WRITTEN TASK: Render the lines of the items below as a JSON list of strings, one string per line and blank lines left out, starting at the line containing "Target: curved horn" and continuing through the line containing "58), (97, 58)]", with both of those lines included.

Spatial annotation records
+ + +
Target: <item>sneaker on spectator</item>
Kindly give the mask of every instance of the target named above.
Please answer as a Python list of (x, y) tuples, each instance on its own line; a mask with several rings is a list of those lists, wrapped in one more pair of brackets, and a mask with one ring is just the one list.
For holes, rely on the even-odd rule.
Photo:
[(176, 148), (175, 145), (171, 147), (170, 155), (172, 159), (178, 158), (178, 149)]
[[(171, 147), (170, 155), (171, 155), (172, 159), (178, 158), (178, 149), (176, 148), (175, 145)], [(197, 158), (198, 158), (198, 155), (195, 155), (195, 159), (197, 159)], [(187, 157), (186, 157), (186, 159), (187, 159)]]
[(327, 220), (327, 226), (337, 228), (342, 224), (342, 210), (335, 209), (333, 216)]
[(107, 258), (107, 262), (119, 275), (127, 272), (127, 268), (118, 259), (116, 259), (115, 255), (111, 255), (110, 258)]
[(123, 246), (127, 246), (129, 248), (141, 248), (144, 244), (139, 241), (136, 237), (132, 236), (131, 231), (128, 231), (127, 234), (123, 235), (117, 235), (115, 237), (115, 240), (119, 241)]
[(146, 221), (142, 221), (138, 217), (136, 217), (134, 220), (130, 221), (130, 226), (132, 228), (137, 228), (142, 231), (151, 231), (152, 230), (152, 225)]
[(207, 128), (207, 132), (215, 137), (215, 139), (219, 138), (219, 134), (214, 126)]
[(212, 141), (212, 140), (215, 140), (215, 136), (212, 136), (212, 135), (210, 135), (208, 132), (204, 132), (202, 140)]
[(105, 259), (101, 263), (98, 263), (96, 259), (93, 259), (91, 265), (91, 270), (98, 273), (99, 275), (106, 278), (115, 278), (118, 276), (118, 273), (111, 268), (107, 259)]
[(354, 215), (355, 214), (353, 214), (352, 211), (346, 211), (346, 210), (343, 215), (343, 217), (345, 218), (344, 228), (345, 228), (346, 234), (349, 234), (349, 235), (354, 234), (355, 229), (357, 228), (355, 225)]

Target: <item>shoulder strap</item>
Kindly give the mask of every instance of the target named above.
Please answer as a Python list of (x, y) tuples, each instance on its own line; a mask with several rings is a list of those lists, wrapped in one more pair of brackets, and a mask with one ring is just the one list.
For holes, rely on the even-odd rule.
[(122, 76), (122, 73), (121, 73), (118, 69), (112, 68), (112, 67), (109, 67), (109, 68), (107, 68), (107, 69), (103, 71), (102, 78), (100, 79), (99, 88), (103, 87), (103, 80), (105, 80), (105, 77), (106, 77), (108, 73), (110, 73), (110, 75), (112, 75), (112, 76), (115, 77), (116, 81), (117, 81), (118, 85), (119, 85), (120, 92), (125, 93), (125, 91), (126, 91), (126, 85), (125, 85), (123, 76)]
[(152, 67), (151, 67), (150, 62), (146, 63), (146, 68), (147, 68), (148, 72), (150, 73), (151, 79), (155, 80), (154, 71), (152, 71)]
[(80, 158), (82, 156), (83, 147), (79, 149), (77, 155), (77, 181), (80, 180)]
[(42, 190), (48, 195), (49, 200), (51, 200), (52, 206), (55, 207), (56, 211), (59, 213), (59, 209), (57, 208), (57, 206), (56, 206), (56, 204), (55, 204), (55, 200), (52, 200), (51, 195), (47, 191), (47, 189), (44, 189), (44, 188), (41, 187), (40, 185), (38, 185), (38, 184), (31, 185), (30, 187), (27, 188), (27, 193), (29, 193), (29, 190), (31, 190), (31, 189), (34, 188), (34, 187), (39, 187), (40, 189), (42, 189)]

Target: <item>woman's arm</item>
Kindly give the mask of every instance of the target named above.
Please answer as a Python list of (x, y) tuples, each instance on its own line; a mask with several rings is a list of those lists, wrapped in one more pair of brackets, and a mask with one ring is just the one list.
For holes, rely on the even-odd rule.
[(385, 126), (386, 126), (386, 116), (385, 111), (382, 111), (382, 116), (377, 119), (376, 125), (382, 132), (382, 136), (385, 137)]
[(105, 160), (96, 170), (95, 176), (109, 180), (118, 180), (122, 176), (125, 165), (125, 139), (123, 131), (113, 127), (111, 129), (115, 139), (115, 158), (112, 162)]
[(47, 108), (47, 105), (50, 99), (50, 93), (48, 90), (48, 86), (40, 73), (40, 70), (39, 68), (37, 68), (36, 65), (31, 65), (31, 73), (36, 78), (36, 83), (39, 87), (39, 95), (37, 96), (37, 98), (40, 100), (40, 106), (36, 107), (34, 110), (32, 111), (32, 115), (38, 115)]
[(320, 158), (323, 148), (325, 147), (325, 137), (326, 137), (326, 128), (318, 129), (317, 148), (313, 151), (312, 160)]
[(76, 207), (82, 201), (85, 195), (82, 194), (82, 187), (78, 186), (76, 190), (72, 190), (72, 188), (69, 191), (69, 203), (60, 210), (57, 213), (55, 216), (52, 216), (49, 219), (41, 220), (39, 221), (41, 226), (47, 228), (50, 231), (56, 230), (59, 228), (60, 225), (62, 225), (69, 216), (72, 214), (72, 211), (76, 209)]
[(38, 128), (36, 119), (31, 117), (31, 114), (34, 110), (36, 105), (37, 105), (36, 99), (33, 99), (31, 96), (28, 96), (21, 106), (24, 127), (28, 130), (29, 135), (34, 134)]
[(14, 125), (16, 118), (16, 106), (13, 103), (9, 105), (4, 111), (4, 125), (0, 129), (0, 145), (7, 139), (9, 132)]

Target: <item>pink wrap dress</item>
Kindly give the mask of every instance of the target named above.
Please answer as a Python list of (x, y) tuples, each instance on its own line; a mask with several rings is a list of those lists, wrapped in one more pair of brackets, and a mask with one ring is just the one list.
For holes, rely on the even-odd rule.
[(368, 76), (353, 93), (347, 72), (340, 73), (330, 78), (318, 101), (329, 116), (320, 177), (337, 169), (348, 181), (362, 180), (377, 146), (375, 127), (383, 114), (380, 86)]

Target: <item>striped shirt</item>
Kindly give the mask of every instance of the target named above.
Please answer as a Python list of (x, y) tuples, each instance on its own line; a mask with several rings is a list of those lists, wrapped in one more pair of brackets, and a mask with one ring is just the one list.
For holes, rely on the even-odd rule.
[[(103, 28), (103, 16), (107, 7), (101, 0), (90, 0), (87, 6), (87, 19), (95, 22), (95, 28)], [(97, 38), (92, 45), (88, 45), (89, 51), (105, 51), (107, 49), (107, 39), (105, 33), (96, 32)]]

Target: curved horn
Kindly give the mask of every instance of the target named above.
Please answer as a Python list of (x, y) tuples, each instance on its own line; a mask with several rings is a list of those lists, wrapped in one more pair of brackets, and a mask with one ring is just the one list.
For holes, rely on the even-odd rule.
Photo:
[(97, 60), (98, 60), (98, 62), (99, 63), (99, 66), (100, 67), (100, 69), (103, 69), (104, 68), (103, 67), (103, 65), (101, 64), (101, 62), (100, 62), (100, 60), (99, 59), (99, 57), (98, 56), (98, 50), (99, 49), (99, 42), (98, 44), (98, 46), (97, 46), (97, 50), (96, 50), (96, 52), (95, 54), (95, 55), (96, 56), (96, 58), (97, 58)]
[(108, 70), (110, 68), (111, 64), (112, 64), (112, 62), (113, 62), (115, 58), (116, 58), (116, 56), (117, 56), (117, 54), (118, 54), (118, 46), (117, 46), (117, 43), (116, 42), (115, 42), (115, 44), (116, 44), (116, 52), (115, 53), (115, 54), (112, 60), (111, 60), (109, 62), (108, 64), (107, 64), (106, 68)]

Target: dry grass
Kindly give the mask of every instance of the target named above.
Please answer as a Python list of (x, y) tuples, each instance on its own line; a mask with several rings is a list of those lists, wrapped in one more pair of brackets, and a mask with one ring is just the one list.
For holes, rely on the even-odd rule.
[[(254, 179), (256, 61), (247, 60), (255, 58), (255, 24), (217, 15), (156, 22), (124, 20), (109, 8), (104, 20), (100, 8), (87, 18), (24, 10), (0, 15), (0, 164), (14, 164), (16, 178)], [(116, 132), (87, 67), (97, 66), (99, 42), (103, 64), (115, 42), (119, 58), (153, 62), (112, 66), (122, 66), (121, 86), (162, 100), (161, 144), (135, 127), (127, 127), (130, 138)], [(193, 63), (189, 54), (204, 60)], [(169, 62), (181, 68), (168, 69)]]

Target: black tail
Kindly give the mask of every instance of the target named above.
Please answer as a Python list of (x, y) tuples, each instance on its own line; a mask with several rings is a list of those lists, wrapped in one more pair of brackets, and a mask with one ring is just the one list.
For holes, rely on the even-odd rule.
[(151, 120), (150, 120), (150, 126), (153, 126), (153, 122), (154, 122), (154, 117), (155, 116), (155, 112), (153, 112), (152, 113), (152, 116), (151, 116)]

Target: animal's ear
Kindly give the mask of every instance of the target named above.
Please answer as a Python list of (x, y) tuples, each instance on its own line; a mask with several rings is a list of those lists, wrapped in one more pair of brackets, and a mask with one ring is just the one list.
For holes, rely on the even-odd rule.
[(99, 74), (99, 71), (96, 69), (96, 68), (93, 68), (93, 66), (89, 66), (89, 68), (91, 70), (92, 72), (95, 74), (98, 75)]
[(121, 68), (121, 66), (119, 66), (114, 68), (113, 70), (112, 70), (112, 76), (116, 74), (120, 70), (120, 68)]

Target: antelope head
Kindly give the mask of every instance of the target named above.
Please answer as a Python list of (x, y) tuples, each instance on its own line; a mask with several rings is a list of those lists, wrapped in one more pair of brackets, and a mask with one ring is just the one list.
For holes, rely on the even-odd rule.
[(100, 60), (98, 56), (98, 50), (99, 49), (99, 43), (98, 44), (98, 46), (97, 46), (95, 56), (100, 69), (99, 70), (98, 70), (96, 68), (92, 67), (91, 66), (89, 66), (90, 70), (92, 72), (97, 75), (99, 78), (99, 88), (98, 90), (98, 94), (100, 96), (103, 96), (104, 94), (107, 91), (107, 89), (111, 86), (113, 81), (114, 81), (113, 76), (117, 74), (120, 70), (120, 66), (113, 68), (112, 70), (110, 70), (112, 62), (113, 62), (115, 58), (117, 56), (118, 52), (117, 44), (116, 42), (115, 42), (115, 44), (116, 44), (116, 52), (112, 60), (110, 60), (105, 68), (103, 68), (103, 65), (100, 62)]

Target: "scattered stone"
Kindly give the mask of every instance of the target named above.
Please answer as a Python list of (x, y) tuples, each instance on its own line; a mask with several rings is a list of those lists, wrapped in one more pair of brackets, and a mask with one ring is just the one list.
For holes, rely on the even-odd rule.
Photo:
+ + +
COMPLETE RESPONSE:
[
  "Target: curved horn",
  "Kindly give the mask of every instance of the target named above.",
  "Please answer as a Python list of (x, y) tuples, each instance on its own line; a mask with several rings is a list of those lists, wrapped in one more pair of brackets, and a mask with one ring is just the one list.",
  "For holes, rely on the even-odd rule.",
  "Photo:",
  "[(97, 60), (98, 60), (98, 62), (99, 63), (99, 66), (100, 67), (100, 69), (103, 69), (104, 68), (103, 67), (103, 65), (101, 64), (101, 62), (100, 62), (100, 60), (99, 59), (99, 57), (98, 56), (98, 50), (99, 49), (99, 42), (98, 44), (98, 46), (97, 46), (97, 50), (96, 50), (96, 52), (95, 54), (95, 55), (96, 56), (96, 58), (97, 58)]"
]